Exercise goal
Print every entry exactly as written.

Provided records
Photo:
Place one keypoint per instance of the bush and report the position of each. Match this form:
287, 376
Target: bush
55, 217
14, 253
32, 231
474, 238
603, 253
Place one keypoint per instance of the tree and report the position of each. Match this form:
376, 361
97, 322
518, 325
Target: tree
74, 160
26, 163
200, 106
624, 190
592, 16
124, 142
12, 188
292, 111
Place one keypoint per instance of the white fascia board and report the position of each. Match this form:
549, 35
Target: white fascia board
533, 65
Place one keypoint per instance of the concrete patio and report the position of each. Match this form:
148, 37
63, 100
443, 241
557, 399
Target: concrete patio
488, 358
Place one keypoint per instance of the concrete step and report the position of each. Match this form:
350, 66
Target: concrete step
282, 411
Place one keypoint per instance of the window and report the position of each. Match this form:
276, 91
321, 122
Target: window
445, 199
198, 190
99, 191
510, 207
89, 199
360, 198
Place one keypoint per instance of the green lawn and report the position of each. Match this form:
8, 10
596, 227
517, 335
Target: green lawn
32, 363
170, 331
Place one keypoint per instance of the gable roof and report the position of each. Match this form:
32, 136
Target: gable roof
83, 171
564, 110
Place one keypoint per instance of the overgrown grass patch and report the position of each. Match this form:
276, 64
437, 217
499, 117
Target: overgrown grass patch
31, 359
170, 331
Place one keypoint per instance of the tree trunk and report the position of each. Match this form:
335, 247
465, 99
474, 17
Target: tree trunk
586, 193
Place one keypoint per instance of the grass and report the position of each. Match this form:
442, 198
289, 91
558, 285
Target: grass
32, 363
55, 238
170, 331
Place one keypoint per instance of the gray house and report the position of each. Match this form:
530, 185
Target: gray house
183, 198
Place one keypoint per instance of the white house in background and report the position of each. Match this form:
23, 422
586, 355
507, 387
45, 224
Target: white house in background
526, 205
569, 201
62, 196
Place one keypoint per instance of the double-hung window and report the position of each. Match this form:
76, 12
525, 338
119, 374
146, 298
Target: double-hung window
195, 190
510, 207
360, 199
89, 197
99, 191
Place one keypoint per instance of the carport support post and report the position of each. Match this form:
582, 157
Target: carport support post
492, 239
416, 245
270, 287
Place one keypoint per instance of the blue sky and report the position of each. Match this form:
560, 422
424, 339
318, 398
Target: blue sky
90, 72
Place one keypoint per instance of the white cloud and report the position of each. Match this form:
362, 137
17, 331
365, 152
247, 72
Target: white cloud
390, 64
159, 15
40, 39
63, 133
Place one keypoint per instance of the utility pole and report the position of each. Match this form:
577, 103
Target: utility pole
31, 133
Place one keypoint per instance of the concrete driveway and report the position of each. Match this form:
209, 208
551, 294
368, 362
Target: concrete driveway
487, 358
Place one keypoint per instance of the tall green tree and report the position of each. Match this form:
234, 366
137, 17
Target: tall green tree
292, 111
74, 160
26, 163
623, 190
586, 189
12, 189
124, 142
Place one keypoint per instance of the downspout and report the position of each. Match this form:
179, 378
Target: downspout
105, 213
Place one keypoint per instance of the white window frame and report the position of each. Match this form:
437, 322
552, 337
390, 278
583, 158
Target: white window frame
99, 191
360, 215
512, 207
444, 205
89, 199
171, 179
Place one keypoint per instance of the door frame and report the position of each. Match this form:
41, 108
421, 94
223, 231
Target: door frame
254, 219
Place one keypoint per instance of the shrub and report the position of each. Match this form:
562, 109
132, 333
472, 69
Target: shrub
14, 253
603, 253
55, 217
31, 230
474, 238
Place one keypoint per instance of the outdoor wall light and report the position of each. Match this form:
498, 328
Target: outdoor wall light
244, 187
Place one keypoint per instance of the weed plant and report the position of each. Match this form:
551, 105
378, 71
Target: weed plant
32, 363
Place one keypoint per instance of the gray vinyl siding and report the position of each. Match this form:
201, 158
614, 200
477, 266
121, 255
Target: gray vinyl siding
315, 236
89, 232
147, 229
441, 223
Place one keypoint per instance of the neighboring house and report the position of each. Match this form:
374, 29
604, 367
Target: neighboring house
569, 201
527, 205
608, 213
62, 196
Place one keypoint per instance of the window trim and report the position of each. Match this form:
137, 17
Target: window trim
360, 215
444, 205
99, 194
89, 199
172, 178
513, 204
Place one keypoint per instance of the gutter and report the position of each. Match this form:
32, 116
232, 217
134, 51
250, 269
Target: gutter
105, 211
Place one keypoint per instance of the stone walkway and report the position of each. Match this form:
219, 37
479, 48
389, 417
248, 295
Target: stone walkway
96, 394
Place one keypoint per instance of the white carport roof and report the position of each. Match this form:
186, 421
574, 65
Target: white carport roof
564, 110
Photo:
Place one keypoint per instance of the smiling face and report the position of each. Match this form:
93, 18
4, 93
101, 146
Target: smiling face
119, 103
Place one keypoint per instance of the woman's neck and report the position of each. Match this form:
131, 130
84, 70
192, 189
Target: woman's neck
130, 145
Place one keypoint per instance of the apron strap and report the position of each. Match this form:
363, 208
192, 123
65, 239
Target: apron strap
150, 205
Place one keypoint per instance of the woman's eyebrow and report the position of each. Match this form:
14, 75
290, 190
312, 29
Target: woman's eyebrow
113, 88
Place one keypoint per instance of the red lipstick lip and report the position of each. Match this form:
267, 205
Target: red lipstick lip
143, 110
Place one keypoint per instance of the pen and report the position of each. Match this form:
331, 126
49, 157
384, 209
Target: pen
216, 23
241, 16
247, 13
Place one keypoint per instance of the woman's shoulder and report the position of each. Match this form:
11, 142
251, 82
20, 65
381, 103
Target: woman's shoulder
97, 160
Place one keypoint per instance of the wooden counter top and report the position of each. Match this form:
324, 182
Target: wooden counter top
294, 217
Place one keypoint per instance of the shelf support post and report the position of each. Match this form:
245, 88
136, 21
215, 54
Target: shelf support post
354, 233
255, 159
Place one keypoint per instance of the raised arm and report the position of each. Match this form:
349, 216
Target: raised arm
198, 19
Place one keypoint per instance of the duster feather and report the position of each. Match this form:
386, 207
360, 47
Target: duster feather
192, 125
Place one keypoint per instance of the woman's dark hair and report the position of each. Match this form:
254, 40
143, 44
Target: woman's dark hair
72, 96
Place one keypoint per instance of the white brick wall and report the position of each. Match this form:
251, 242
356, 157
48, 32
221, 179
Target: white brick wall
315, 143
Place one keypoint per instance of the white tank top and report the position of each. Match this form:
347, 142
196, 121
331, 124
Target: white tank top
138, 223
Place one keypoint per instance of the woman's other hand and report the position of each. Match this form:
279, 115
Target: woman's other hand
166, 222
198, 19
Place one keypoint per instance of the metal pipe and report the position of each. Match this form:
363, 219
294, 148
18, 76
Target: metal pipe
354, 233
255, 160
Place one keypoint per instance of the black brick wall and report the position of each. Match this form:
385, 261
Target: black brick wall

Solution for this task
Photo:
Place one keypoint per instance of the bush and report the position of each. Match this form:
287, 376
Target: bush
55, 217
14, 253
32, 231
474, 238
603, 253
Place one keypoint per instance of the tree and report the position of each. Match this form:
376, 361
97, 322
518, 325
Target: tree
74, 160
26, 163
200, 106
624, 190
592, 16
124, 142
12, 188
292, 111
Place one keypoint per instance of the white fascia board and report the position of each. Match this form:
549, 35
Target: white fascia board
533, 65
Place one keypoint per instance of the concrete patio and report the position of each. Match this form:
148, 37
63, 100
443, 241
557, 399
Target: concrete patio
488, 358
Place one keypoint per instance of the concrete step and report the position of each. Match this form:
350, 66
Target: concrete step
282, 411
Place one keypoint per instance of the window and report the position of each. Match this form:
276, 91
321, 122
Target: window
445, 199
198, 190
99, 191
510, 207
89, 199
360, 198
Place one keypoint per instance of the green lawn and report the position of each. Match this form:
8, 10
596, 227
517, 335
Target: green lawn
32, 363
170, 331
Place one keypoint per instance of the gable roof and report the position of each. Match this form:
32, 136
Target: gable roof
83, 171
564, 110
Place one keypoint per instance of the overgrown grass patch and report the position of each. Match this form:
276, 64
437, 217
499, 117
Target: overgrown grass patch
31, 359
170, 331
Place one keypoint per instance of the tree trunk and report the position of each. Match this form:
335, 247
465, 99
474, 17
Target: tree trunk
586, 193
Place one keypoint per instance of the grass and report the position of each. Match this form:
442, 198
289, 91
558, 285
Target: grass
32, 363
55, 238
170, 331
Place one keypoint per instance of the gray house and report the position of each. Match this form:
530, 185
Target: gray house
183, 198
Place one keypoint per instance of the white house in background and report the position of each. Match this form:
23, 422
586, 355
507, 387
45, 224
Target: white house in background
526, 205
569, 201
62, 196
Place one keypoint per instance of the double-hung window and report the position of each. Match this form:
76, 12
525, 338
119, 374
146, 298
Target: double-hung window
195, 190
510, 207
360, 199
89, 197
99, 191
Place one keypoint per instance of the carport support post and report the position of each. Match this form:
582, 157
Target: carport support post
492, 239
416, 245
270, 287
Place one keypoint per instance of the blue sky and report the position of each. Match this form:
560, 422
424, 339
318, 398
Target: blue sky
90, 72
Place one keypoint per instance of the white cloud and report the position of each. Match this form:
362, 137
17, 331
365, 152
247, 72
Target: white cloud
390, 64
159, 15
40, 39
63, 133
Place one keypoint per instance of the utility pole and report the position of each. Match this form:
577, 103
Target: utility pole
31, 133
Place one keypoint per instance of the concrete driveway and report the position of each. Match this form:
209, 208
551, 294
368, 362
Target: concrete driveway
487, 358
Place one keypoint per instance of the tall green tree and report the position of each. Match this form:
234, 366
137, 17
Target: tall green tree
292, 111
74, 160
26, 163
623, 190
586, 189
12, 189
124, 142
Place one keypoint per instance of the downspout and report the position of each. Match this form:
179, 378
Target: downspout
105, 213
Place one keypoint per instance of the white window frame and report the position of each. Match this form:
437, 322
552, 337
390, 278
583, 158
Target: white window frame
99, 191
360, 215
512, 207
444, 205
89, 199
171, 179
Place one keypoint per instance of the door frame and report the position of each. Match this form:
41, 108
421, 94
223, 231
Target: door frame
254, 219
Place one keypoint per instance of the shrub and report the position of each. Match this form:
562, 109
132, 333
472, 69
Target: shrub
14, 253
603, 253
55, 217
31, 230
474, 238
Place one keypoint per instance of the outdoor wall light and report the position of each. Match this form:
498, 328
Target: outdoor wall light
244, 187
Place one keypoint per instance of the weed plant and report the position of each. Match this form:
551, 105
378, 71
Target: weed plant
32, 363
Place one keypoint per instance of the gray vinyl siding and report the position of each. Match this form:
201, 158
614, 200
477, 266
121, 255
Target: gray vinyl siding
315, 236
89, 232
147, 229
441, 223
Place one keypoint per instance of the neighboring house and report the position of each. Match this form:
374, 29
604, 367
Target: neighboring house
569, 201
527, 205
608, 213
62, 196
Place one keypoint per instance of the window trim and report the position of each. Match this form:
137, 17
Target: window trim
360, 215
444, 205
99, 194
89, 199
172, 178
513, 204
Place one keypoint per instance of the gutter and report the position of each. Match this form:
32, 116
232, 217
134, 51
250, 269
Target: gutter
105, 211
Place one keypoint per instance of the stone walkway and report the position of each. Match this form:
219, 37
479, 48
389, 417
248, 295
Target: stone walkway
96, 394
Place one keypoint per instance of the white carport roof and report the position of each. Match this form:
186, 421
574, 65
Target: white carport roof
564, 110
Photo:
Place one keypoint per instance of the smiling face and report the position of each. Match this form:
93, 18
4, 93
101, 146
Target: smiling face
119, 103
Place one keypoint per instance of the woman's neck and report the position of each. Match this form:
131, 130
84, 70
192, 189
Target: woman's neck
130, 145
Place one keypoint per instance of the apron strap and report the position of each. Match this form:
363, 208
192, 123
65, 239
Target: apron strap
150, 205
Place one keypoint per instance of the woman's eyebrow and report the position of each. Match this form:
14, 75
290, 190
312, 29
Target: woman's eyebrow
113, 88
Place one keypoint per instance of the red lipstick lip and report the position of each. Match this form:
267, 205
Target: red lipstick lip
143, 110
Place one keypoint per instance of the pen and report the position of each. Match this form:
331, 126
49, 157
384, 209
Target: pen
216, 23
241, 16
247, 13
Place one keypoint per instance of the woman's shoulder and report the position of each. Match this form:
11, 142
251, 82
20, 65
381, 103
Target: woman's shoulder
97, 160
Place one keypoint per instance of the wooden counter top and report the position of each. Match this form:
324, 182
Target: wooden counter top
294, 217
Place one keypoint per instance of the shelf support post and report the position of each. Match this form:
245, 88
136, 21
215, 54
Target: shelf support post
354, 233
255, 159
Place one keypoint per instance of the raised arm and report the position of each. Match this form:
349, 216
Target: raised arm
198, 19
Place one keypoint per instance of the duster feather and report the position of each. Match this form:
386, 207
360, 47
Target: duster feather
192, 125
Place one keypoint per instance of the woman's dark hair and report the position of each. Match this form:
254, 40
143, 44
Target: woman's dark hair
72, 96
Place one keypoint per instance of the white brick wall and report the position of each. Match this form:
251, 242
356, 157
48, 32
221, 179
Target: white brick wall
315, 143
Place one keypoint per instance of the white tank top and report the position of each. Match this form:
347, 142
196, 121
331, 124
Target: white tank top
138, 223
Place one keypoint per instance of the woman's other hand and report the position of each. Match this form:
279, 115
Target: woman's other hand
166, 222
198, 19
Place one keypoint per instance of the metal pipe and report the position of each. Match this form:
363, 219
294, 148
18, 76
Target: metal pipe
354, 233
255, 160
Place one keypoint per instance of the black brick wall and report the position of each. Match this form:
385, 261
Target: black brick wall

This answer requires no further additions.